— BEGIN PROVIDED INFORMATION —
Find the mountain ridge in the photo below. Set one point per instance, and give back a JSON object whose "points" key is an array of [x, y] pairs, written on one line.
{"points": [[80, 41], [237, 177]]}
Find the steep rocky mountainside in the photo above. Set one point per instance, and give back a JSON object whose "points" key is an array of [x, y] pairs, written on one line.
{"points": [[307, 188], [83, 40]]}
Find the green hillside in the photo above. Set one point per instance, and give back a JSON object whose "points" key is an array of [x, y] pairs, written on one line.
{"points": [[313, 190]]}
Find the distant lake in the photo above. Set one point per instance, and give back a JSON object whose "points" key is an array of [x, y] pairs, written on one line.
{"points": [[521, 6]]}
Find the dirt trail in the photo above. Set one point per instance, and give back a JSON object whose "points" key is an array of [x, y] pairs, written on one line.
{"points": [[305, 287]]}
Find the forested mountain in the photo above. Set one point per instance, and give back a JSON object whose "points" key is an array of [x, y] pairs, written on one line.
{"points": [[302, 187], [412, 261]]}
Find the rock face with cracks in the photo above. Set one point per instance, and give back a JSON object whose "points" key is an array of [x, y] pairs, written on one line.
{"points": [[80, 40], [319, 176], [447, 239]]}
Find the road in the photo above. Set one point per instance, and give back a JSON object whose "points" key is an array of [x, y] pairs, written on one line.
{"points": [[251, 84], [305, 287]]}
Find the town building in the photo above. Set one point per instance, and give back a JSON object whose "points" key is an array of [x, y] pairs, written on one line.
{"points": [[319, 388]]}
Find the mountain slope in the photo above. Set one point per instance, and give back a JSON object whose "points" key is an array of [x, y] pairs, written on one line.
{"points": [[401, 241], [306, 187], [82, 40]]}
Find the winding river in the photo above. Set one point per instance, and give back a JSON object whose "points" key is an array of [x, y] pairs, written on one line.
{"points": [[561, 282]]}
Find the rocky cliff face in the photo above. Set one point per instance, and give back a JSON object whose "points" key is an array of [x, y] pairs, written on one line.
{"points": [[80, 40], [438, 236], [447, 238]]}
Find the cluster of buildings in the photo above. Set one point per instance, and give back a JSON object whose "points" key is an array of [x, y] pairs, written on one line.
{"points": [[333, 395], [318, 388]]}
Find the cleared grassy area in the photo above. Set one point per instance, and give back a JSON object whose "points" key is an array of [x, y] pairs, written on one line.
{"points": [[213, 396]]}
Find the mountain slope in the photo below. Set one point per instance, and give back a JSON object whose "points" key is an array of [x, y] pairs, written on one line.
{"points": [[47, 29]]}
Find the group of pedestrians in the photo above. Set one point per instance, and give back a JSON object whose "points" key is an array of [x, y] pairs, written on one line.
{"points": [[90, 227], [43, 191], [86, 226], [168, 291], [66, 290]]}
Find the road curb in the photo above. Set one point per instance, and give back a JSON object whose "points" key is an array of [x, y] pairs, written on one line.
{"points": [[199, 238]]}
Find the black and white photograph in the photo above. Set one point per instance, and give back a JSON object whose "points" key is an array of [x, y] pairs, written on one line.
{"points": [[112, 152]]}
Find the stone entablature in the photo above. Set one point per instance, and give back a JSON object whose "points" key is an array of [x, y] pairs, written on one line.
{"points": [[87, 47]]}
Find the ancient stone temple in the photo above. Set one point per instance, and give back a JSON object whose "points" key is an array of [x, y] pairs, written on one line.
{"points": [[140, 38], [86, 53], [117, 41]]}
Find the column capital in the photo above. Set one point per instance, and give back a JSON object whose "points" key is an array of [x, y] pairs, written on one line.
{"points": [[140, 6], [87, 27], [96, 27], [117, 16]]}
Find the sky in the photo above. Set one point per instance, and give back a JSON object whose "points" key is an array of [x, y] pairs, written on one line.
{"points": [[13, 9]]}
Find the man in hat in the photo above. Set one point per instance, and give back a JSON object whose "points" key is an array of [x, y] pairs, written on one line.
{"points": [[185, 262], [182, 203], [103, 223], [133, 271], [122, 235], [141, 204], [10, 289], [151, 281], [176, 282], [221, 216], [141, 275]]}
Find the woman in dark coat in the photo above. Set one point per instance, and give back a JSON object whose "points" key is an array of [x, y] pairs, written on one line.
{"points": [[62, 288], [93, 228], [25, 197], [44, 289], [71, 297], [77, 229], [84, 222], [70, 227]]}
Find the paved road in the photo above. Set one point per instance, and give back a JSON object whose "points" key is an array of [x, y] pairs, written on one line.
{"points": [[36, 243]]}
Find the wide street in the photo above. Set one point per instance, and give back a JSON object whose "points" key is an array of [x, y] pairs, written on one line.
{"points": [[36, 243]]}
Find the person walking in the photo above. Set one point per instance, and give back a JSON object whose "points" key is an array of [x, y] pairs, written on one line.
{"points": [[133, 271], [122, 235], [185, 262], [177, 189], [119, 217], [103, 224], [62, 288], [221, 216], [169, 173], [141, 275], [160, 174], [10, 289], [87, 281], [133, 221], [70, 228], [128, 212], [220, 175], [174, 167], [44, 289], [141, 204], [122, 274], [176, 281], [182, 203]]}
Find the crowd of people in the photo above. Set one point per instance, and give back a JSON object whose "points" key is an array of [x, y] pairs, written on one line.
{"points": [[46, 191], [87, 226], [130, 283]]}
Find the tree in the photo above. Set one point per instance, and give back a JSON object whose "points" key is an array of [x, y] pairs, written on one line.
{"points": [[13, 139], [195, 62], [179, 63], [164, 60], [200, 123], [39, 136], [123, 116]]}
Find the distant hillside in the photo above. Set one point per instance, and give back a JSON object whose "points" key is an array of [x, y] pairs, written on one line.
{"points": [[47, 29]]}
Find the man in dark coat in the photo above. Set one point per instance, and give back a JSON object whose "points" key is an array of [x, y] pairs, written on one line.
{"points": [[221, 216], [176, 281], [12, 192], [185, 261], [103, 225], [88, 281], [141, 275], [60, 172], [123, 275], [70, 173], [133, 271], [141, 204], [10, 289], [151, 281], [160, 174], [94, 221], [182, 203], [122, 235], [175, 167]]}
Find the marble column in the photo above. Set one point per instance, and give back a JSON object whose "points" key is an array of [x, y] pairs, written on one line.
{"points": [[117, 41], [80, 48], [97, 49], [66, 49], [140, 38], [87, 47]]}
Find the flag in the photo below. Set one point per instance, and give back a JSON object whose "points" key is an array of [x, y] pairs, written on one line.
— END PROVIDED INFORMATION —
WHAT TO DO » Copy every item above again word for word, leaving nothing out and changing nothing.

EXPECTED ANSWER »
Find the mountain ridge in the photo below. Set one point per instance, and give back a JSON object whose "points" key is an array of [x, y] pairs, written on one line.
{"points": [[80, 41], [237, 177]]}
Find the steep rocky mountainside in the photo above. Set one point per instance, and give back a JSON object whose "points" key is an array of [x, y] pairs, written on one line.
{"points": [[307, 188], [83, 40]]}
Find the green hillside in the photo above. Set one point per instance, and give back a JSON object whose "points" key is an array of [x, y] pairs, written on one line.
{"points": [[313, 190]]}
Find the distant lake in the photo above. Set one point per instance, and give back a JSON object whose "points" key is an array of [x, y] pairs, written on one line.
{"points": [[521, 6]]}
Find the dirt trail in the photo above. Set one point per instance, and give back a JSON object whose "points" key is an array of [x, y] pairs, written on one line.
{"points": [[305, 287]]}
Find the forested mountain in the photo above. Set one point per instance, and give back a JSON object whose "points" key is an array of [x, y] pairs, written on one line.
{"points": [[302, 187], [412, 261]]}
Find the rock face with cracks in the photo above. Set one point per instance, and give back a JSON object whose "points" key is an array of [x, y] pairs, written on one line.
{"points": [[80, 40], [319, 176], [447, 239]]}
Find the road in the photo above. Set one point per instance, and give back a JSON object whose "points" key is an array of [x, y] pairs, written on one line.
{"points": [[251, 84], [305, 287]]}
Find the town building in the photo above. Set one point per instance, and give back a JSON object whose "points" key is an array of [x, y] pairs, written on one line.
{"points": [[319, 388]]}
Find the mountain slope in the photo above. Set one point per instance, and give back a JSON object whose "points" key is an array of [x, y] pairs, written on one line.
{"points": [[401, 241], [306, 187], [82, 40]]}
Find the winding river in the photo above. Set one point per instance, and give back a JSON object whose "points" key is an array of [x, y] pairs, written on one line.
{"points": [[561, 282]]}
Find the rocky cliff face in the photo above. Set one point per instance, and give back a JSON object whose "points" key is an array of [x, y] pairs, written on one line.
{"points": [[80, 40], [438, 236], [447, 238]]}
Find the cluster of buildings in the photo above. Set one point per instance, and give back a JSON object whose "points" key is an array of [x, y] pairs, written on one line.
{"points": [[333, 395], [318, 388]]}
Find the cleared grassy area in the photo above. Set one point per instance, and give back a JSON object whose "points" key is an array of [x, y] pairs, written on one line.
{"points": [[213, 396]]}
Find the mountain slope in the photo below. Set one point per instance, and give back a JSON object whose "points" key is an array of [x, y] pairs, written on one line.
{"points": [[47, 29]]}
Find the group of pedestrians in the photo above. Set one point per instance, and give back a JSON object whose "points" key is an array of [x, y] pairs, written on one line.
{"points": [[90, 227], [43, 191], [86, 226], [168, 291], [66, 290]]}
Find the road curb in the photo above. Set one point per instance, and give back a JSON object whose "points" key is an array of [x, y] pairs, written on one line.
{"points": [[199, 238]]}
Find the black and white photograph in the photo above. Set one point per instance, and give back a JSON object whose "points" key is an array of [x, y] pairs, written on one line.
{"points": [[112, 152]]}
Find the stone entablature in the photo above. Set one point per instance, and give back a JSON object whose "points" key is an array of [x, y] pairs, written on one line.
{"points": [[87, 47]]}
Find the ancient stone temple in the photo above. Set one point per instance, and give back a JSON object whose "points" key is an array of [x, y] pairs, written on one line.
{"points": [[140, 38], [86, 53], [117, 41]]}
Find the column capital in the photo above. Set one point per instance, and give back a JSON object whose "points" key is an array of [x, y] pairs, written on one line.
{"points": [[140, 6], [87, 27], [96, 27], [117, 16]]}
Find the sky in the photo above. Set one point per instance, and give back a JSON object whose "points" key is an array of [x, y] pairs, written on one line.
{"points": [[13, 9]]}
Find the man in hat in the photo above. Set one point per instance, and give back a JSON object whose "points" key is an array of [x, y] pairs, written on one line.
{"points": [[185, 262], [182, 203], [103, 223], [133, 271], [122, 235], [141, 204], [10, 289], [151, 281], [176, 282], [221, 216], [141, 275]]}
Find the woman in dark coat in the photo above. Set one point per instance, and give back a JSON object whose "points" key is an array of [x, y] pairs, written on one line.
{"points": [[62, 288], [93, 228], [25, 197], [44, 289], [71, 297], [77, 229], [84, 222], [70, 227]]}
Find the paved road in the photo above. Set one point per instance, and give back a JSON object whose "points" key is an array of [x, y] pairs, written on one line.
{"points": [[36, 243]]}
Find the wide street in the photo above. Set one point per instance, and give back a JSON object whose "points" key is an array of [x, y] pairs, written on one line.
{"points": [[36, 243]]}
Find the person walking in the photo above. Set one point per instance, and give back a JSON object whose "points" key is an array of [x, y] pairs, written on one line.
{"points": [[133, 271], [122, 235], [185, 262], [177, 189], [119, 217], [103, 224], [62, 288], [221, 216], [169, 173], [141, 275], [160, 174], [10, 289], [87, 281], [133, 221], [70, 228], [128, 212], [220, 175], [174, 167], [44, 289], [141, 204], [122, 274], [176, 281], [182, 203]]}
Find the crowd of people in the photo above. Set one point per instance, and give back a JSON object whose "points" key is an array of [x, y] pairs, written on one line.
{"points": [[46, 191], [87, 226], [130, 283]]}
Find the tree in the photo above. Set one point per instance, and give back a JSON object whose "points" key is an array of [x, y] pairs, written on one line.
{"points": [[13, 139], [195, 62], [179, 63], [164, 60], [200, 123], [39, 136], [123, 116]]}
Find the distant hillside in the photo above. Set one point per instance, and give back a JSON object whose "points" key is an array of [x, y] pairs, written on one line.
{"points": [[47, 29]]}
Find the man in dark coat in the photo above. Set one point per instance, and give back a JSON object whose "points" key is an array of [x, y] pairs, written on one line.
{"points": [[221, 216], [176, 281], [12, 192], [185, 261], [103, 225], [88, 281], [141, 275], [60, 172], [123, 275], [70, 173], [133, 271], [141, 204], [10, 289], [151, 281], [160, 174], [94, 221], [182, 203], [122, 235], [175, 167]]}
Find the marble column in the photo above. Set one point per instance, and give back a JSON object whose "points" key is an array of [x, y] pairs, written on one line.
{"points": [[117, 41], [80, 48], [97, 49], [66, 49], [140, 38], [87, 47]]}
Find the flag in the photo below. Set one point per instance, and give back a JSON object whose "points" key is an array of [x, y] pairs, written on one line.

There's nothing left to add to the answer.